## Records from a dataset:
·····

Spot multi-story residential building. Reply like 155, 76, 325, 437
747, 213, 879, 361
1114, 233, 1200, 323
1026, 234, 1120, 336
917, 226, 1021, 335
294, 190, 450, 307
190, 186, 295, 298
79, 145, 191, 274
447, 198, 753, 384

·····

## WHAT YOU SHOULD DO:
Write all of the data above again, exactly as given.

## RESULT OF THE EXERCISE:
Spot multi-story residential building. Reply like 155, 76, 325, 437
747, 213, 879, 361
1114, 233, 1200, 323
1026, 234, 1120, 336
917, 226, 1021, 335
294, 190, 450, 307
190, 186, 295, 298
79, 145, 191, 274
447, 198, 753, 384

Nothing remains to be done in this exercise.